我有一个这样的数据框:
val temp = sc.parallelize(Seq(Array(43,53,266),Array(69,160,166),Array(266)))
.toDF("value")
我想选择与以下数组相交的行:
val goodValue = Array(231, 266)
val broadcastGood = sc.broadcast(goodValue)
val containGood = udf((array:scala.collection.mutable.WrappedArray[Int]) =>
broadcastGood.value.intersect(array).size>0)
当我尝试这个 udf 时,
display(temp.filter(containGood(col("value"))))
我收到了臭名昭著的错误:Task not Serializable
奇怪的是,这曾经对我很有效。我不知道发生了什么变化..非常感谢一些帮助。
编辑:实际上上面的代码通常应该可以正常工作,而且这里不需要广播变量。你们中的一些人提到“其中一个值在不可序列化的 Scala 类中”,我同意这应该是问题,但是,我不知道如何解决它..
这是背景信息:我正在使用潜在狄利克雷分配(LDA)对语料库进行主题分析:
val ldaModel = lda.fit(dfVectorizer)
dfVectorizer 是我原始数据集的矢量化版本。使用这个 lda 模型,我生成以下数据集:
val topic = ldaModel.describeTopics(50) //with three columns[topic:int, termIndices: array<Int>, termWeights: array<Double>]
val interestTerms = Seq(1,2,3,4,5,6,7)
val interestUDF = udf((terms:Seq[Int]) =>terms.filter(r=>interestTerms.contains(r)))
val topicTmp = topic.withColumn("InterestTerm",interestUDF(col("termIndices")))
val sumVec = udf((terms: Seq[Int]) => terms.sum)
val topicDF = topicTmp.select('topic,sumVec('InterestTerm).as('order)).sort('order.desc)
所以最终的数据框“topicDF”看起来像这样:
Topic | Order
111 | 7
69 | 7
248 | 5
......
但是,如果我尝试执行这样的简单过滤器:
display(topicDF.filter("order>3"))
它会给我"task not Serializable"

待办任务 –
根据文档正文回答:
(a) goodValue 数组包含哪两个数?
(b) 提问者用什么方法对语料库做主题分析?
(c) 调用 describeTopics 时传入的参数是多少?

所给数据 –
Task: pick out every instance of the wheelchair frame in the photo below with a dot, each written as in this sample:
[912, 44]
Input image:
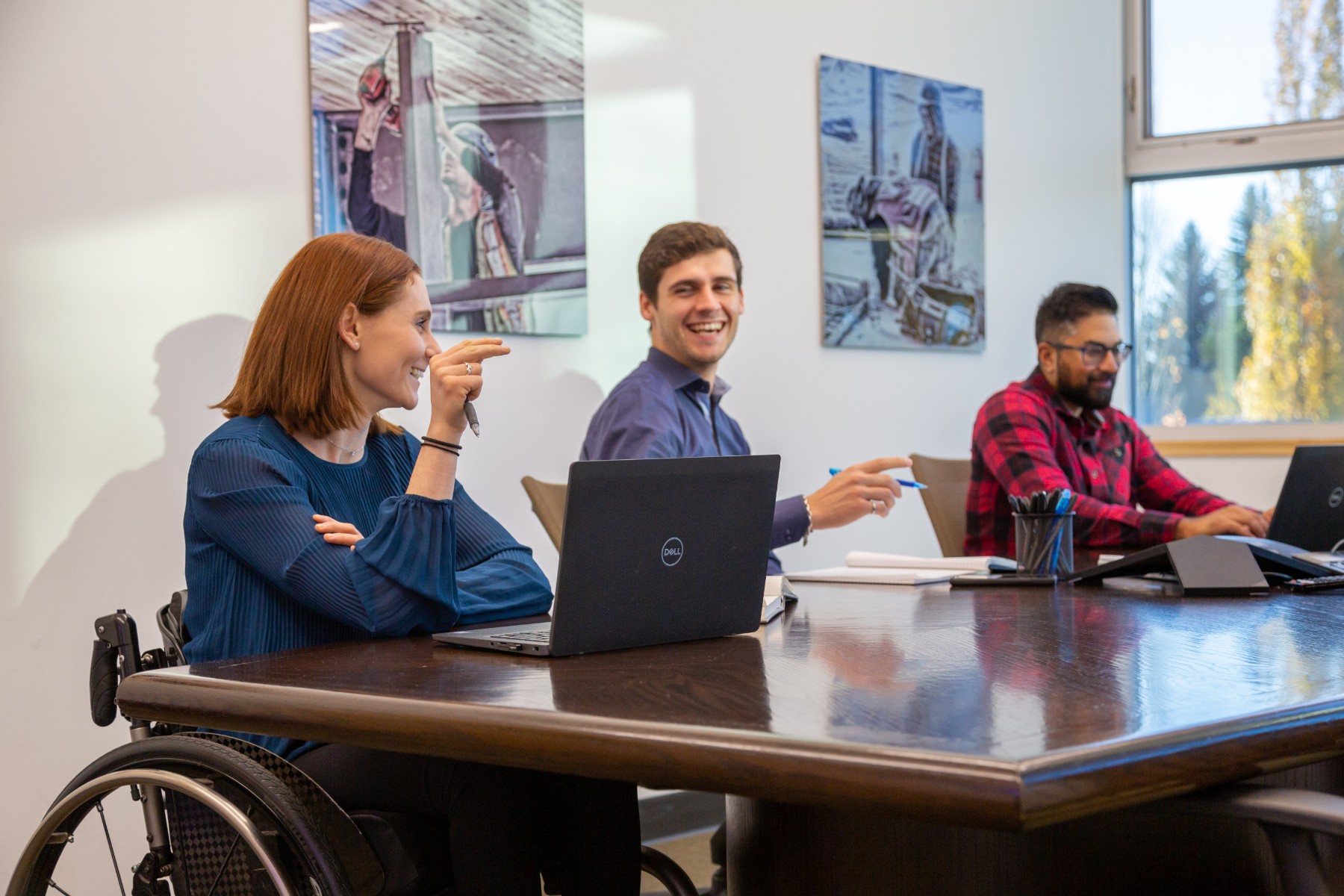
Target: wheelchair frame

问题解答 –
(a) 231 和 266
(b) 潜在狄利克雷分配(LDA)
(c) 50